■ **Description of the task**:
Tally the lines in the records below that contain the string "Query". Reply with only the number.
* start Data records *
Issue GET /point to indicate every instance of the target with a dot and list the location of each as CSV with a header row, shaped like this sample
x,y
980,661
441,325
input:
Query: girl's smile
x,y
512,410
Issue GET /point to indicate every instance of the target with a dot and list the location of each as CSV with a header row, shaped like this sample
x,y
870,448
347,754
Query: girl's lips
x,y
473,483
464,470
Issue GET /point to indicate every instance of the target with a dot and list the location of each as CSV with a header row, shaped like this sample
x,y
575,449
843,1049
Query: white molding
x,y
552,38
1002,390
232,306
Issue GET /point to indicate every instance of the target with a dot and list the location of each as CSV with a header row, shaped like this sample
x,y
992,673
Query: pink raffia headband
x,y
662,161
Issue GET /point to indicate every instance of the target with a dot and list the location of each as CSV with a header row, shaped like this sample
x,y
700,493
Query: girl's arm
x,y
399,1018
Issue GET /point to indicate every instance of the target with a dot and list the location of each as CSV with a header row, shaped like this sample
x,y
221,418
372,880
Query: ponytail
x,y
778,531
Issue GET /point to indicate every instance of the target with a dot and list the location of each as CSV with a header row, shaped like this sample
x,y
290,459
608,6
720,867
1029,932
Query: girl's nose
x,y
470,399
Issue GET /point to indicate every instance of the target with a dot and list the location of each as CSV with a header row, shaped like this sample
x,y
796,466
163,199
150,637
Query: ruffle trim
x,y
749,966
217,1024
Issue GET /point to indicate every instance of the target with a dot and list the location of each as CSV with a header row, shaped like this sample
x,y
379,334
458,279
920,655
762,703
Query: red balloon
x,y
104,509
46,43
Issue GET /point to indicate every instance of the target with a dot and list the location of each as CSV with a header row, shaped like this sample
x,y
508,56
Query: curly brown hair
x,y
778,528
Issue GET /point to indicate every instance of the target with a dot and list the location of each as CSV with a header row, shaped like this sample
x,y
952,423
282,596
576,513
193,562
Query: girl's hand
* end Data records *
■ **Exercise solution**:
11